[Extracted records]
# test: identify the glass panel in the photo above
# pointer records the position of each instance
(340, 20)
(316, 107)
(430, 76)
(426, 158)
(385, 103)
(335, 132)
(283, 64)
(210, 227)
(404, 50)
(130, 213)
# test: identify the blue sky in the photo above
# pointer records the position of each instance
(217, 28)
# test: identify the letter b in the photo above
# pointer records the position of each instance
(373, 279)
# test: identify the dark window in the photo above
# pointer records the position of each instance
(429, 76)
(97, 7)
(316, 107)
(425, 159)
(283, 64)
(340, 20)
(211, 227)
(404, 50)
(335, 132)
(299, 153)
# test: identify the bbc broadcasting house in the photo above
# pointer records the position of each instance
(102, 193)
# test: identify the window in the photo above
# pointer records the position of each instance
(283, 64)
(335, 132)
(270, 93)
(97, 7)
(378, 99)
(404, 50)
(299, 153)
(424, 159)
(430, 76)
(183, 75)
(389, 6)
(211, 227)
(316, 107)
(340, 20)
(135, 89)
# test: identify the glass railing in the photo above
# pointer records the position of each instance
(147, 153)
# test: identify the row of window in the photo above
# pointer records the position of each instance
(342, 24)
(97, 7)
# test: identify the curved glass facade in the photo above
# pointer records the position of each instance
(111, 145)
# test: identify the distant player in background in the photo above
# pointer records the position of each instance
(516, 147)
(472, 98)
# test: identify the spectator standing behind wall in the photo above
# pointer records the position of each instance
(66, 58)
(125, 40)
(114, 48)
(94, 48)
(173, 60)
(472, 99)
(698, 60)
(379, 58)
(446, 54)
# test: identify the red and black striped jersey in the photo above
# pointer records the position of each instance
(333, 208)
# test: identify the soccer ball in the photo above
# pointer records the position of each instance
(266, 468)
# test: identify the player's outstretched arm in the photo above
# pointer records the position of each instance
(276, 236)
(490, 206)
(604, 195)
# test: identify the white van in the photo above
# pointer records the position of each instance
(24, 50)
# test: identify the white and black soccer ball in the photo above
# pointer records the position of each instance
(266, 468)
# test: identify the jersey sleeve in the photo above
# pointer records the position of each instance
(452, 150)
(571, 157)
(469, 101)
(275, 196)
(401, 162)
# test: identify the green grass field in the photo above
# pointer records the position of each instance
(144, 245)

#### What to do
For the records above, state how many lines include "ball", giving no more than the number.

#### Output
2